EXTRACT
Gifts Beyond Measure
I was forty-seven when I finally fulfilled my childhood dream of owning a horse. Cowboy was a 7-year old gray Mustang. Although he was a mellow guy, I learned quickly that “Green plus green equals black and blue.” I thought I was a competent rider. Afterall, I went on trail rides through Costa Rica with my sister’s horses, no problem. Why was this so HARD? The heart-broken little girl in me was tearing her braids out, stomping her feet—"This is not how the dream is supposed to go!”
Enter Karen Musson. My friend had a horse with bolting issues, so we paired up for a session. I don’t remember the details (but I’m sure Karen does). All I know is that I said, “This is what I want.”
When she asked if I could help film at clinics, I jumped at the chance to absorb any particle she dropped my way. An advantage being behind the lens is the chance for uninterrupted focus. I learned what to look for—the eyes, the ripples, the diagonals, the braces, the releases.
Despite the hours of observation and conversation, I was still struggling when it came to my own horse. I had a few lessons with Karen, which were always insightful, inspirational and motivating. But I was averaging about one lesson every two months or more. After a large chunk of time going it alone, I got myself into an ugly place that I had no clue I was in, to the point where Mr. Easy-Going would actually run away from me. Now I was the little girl in the corner crying, ‘My pony hates me’.
To make matters worse, I had spent several years and lots of money desperately trying to find him relief for horrible skin allergies that began every March and lasted through October. How could he be so ungrateful?
That was the me I didn’t realize I had become.

THINGS TO DO
1. Translate this sentence from the horse-ownership account into Spanish: "I was forty-seven when I finally fulfilled my childhood dream of owning a horse."
2. Carry on the account of owning a horse, picking up right after its final sentence.
The items that come next are separate material unrelated to the account of owning a horse.

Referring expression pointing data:

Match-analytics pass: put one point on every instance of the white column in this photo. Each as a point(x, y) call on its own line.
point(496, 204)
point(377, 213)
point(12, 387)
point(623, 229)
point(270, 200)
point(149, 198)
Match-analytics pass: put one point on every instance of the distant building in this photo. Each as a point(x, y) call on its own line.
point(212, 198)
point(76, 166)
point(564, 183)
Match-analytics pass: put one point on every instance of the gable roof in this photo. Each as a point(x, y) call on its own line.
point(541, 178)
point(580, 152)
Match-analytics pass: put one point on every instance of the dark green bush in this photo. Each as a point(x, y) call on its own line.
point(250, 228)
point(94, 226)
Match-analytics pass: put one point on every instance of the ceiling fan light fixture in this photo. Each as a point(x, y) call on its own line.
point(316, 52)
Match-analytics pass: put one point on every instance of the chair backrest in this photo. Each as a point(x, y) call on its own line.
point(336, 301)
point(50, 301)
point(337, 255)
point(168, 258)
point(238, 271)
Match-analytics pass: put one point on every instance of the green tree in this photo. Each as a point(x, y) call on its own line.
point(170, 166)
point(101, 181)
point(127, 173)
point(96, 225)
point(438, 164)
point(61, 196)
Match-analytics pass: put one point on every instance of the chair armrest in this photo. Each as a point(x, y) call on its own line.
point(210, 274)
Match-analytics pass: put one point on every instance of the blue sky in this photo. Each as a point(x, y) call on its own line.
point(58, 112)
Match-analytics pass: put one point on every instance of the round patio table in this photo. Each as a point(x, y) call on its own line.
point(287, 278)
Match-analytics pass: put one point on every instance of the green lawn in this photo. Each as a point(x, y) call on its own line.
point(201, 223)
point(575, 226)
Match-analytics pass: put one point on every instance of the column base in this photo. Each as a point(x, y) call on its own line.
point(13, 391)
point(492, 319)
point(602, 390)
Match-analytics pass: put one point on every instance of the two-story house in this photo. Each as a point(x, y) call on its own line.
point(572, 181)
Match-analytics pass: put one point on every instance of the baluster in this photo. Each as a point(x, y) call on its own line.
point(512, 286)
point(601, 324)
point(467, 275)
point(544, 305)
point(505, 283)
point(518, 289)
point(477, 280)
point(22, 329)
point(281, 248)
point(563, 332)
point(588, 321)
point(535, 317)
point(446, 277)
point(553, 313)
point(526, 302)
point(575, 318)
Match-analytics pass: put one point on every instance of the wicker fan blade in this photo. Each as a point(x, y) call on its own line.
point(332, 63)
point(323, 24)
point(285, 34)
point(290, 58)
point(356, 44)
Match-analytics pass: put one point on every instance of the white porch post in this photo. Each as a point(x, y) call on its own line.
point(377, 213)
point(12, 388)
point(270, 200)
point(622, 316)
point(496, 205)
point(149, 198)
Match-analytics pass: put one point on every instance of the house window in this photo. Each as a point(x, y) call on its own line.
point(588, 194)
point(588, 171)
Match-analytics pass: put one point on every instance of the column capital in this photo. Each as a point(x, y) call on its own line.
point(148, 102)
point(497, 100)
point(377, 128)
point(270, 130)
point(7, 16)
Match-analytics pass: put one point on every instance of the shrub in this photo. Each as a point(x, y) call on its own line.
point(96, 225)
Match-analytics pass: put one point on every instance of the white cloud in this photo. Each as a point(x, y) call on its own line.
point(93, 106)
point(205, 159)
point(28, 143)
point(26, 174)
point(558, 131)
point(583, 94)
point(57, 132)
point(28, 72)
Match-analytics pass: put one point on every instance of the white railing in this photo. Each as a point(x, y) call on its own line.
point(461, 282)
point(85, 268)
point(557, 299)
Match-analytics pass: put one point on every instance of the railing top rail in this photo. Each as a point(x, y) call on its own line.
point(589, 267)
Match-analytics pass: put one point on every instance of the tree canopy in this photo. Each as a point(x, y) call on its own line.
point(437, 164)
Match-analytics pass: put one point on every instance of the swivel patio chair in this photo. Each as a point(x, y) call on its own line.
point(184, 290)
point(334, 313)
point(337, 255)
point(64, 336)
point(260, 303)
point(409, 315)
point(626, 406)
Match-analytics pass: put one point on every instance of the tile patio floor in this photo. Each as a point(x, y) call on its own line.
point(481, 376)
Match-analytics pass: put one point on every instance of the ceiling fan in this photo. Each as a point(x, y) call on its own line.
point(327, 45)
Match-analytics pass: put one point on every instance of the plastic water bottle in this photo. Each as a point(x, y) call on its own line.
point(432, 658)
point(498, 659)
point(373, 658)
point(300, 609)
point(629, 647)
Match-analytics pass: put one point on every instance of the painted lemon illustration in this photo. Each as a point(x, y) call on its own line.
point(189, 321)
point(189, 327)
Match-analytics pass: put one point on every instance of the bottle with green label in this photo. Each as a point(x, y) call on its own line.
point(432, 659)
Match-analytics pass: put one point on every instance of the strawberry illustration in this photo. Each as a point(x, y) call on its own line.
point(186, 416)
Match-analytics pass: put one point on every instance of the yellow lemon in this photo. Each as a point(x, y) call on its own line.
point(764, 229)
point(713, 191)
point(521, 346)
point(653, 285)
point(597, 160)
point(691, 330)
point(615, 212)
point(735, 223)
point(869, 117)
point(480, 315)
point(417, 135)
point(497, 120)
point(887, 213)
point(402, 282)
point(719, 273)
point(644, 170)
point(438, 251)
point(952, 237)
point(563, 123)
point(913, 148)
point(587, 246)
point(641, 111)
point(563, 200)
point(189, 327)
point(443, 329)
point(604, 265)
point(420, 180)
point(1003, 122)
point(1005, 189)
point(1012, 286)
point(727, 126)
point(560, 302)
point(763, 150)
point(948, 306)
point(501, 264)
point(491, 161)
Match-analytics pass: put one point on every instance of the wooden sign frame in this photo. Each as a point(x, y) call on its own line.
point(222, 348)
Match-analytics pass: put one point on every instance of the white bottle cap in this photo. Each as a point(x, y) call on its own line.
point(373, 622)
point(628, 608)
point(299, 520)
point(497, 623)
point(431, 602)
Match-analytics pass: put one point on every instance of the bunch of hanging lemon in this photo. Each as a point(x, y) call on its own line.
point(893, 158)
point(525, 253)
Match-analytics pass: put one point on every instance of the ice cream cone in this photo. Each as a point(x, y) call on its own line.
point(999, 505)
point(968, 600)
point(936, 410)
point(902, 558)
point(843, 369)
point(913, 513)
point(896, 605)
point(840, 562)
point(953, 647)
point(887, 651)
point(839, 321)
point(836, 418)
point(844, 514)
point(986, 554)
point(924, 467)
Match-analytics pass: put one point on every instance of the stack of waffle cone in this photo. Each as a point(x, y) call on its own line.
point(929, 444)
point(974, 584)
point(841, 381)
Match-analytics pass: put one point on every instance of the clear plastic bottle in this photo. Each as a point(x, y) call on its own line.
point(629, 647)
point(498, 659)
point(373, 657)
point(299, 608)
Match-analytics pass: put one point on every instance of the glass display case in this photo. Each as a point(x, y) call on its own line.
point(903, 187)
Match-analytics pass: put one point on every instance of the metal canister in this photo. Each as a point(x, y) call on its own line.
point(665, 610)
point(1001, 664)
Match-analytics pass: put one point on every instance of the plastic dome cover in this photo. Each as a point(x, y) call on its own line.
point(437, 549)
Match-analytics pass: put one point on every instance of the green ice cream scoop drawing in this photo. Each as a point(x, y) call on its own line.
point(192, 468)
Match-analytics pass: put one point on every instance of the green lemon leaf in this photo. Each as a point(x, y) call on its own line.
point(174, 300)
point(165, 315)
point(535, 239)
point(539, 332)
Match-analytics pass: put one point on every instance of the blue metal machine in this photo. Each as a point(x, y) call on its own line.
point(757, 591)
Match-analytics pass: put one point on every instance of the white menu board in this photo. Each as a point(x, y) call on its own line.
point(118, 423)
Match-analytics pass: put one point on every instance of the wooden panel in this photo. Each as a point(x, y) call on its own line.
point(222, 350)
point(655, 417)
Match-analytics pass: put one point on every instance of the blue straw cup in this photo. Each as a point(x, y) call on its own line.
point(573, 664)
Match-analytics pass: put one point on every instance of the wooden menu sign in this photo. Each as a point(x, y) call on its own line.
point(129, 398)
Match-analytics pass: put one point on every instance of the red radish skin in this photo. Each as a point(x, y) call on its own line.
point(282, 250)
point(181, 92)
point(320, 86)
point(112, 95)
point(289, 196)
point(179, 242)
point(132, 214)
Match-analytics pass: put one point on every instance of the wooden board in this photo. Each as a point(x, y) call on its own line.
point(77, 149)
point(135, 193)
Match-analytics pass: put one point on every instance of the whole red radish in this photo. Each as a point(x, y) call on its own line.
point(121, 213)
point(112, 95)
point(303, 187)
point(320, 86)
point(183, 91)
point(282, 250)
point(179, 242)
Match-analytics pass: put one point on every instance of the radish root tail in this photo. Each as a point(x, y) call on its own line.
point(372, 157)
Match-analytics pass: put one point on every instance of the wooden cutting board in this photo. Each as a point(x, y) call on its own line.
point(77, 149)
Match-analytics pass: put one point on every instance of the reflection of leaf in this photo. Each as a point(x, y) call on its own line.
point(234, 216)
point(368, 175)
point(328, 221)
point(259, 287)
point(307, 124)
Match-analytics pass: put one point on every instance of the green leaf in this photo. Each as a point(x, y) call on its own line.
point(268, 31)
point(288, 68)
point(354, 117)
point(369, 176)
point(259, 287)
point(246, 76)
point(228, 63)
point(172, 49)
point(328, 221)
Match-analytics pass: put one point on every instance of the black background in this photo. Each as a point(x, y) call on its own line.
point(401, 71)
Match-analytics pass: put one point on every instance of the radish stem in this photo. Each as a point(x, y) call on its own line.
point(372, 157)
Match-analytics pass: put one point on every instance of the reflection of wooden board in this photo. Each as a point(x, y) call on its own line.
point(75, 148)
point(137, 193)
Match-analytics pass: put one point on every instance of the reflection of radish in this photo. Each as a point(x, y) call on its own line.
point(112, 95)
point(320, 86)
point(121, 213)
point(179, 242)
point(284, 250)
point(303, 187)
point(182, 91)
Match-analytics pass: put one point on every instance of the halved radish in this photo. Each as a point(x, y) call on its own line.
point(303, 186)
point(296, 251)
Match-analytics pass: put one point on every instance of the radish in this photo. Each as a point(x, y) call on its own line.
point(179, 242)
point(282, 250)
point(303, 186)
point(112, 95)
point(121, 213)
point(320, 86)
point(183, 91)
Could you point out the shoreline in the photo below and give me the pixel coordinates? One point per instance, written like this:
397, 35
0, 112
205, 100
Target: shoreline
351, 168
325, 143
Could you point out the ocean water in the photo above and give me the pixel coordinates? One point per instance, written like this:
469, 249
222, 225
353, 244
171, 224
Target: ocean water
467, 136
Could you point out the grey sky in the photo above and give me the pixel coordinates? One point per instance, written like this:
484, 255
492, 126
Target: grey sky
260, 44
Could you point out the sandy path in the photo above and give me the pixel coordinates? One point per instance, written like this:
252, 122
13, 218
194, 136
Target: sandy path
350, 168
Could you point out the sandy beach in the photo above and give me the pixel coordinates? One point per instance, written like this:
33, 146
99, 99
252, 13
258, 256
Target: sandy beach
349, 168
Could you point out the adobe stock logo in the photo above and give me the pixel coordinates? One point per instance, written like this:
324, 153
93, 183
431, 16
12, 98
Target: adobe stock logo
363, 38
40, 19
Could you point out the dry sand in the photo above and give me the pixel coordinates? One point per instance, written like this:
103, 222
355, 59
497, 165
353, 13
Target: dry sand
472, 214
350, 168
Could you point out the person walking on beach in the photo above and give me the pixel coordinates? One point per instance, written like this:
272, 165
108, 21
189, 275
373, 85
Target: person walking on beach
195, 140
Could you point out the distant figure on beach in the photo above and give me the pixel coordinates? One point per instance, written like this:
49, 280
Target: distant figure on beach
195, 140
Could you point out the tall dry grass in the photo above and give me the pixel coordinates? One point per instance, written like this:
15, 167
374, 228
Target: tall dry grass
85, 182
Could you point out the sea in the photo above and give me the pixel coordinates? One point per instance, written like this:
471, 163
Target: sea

PER-TASK ANSWERS
1. Tenía cuarenta y siete años cuando por fin cumplí mi sueño de la infancia de tener un caballo.

2.
Those road trips, our chats over coffee, hanging out at the barn with the herd helped me lay the foundation of trust so necessary for what had to happen next. Karen would sit me down with pen and paper, or talk me through some meditative exercises, asking hard questions. To her credit, she wouldn’t settle for my cognitive answers—they were only the surface. And I was a professional at closing off my feelings. We dug deeper, trusting there was a root that needed to come to light. Sometimes it would hit days later. Sometimes a dream or a word sparked some new epiphany. I had what some would say a “Coming to Jesus” with my own Ego, and that little 5-year-old girl. Cowboy did not deserve--and I would no longer allow—the burden of “make it all better” rest on his withers.
It was only after bringing these things into awareness—not to dwell, but to acknowledge and walk on—that the lessons could begin. We needed a new foundation with the accessible me. How to keep myself present for my horse. How to recognize and receive what he is offering. In clinics, we talk about how some horses might feel vulnerable when they “go inside.” I had the human version of it when it came to actually feeling. Cowboy was my barometer. If I shut down, he disconnected. If he shut down, I checked myself. He was so forgiving!
Groundwork revealed more insights: how my vibration or mood comes through the rope and just changing my thinking isn’t enough—I have to truly change how I feel; how a flash of self-doubt can short-circuit the connection if it doesn’t come into awareness; how some of Cowboy’s moves or habits were not based on “being lazy” or “difficult” but on improper posture or shape.
Conscientious of some bad falls I had, Karen transitioned us smoothly from emergency dismount whenever my anxiety spiked, to pony-club exercises, to bareback lessons on-line at walk, then trot. We finally had reached a point that had us independently walking around the arena together, as true, trusting partners. Those little particles started to connect within and between us. We had some beautiful moments where I truly felt love given and received.
But as the Universe would have it, those special moments would be our last together. Cowboy hid his cancer stoically until the last day. Karen was with me at the end. When we had to let Cowboy go, it was the most perfect, peaceful release one could hope for.
I truly believe that Karen’s coaching and friendship granted this gift beyond measure to Cowboy and I, and I know when the time is right, a new horse will come along, and Karen can teach us to dance.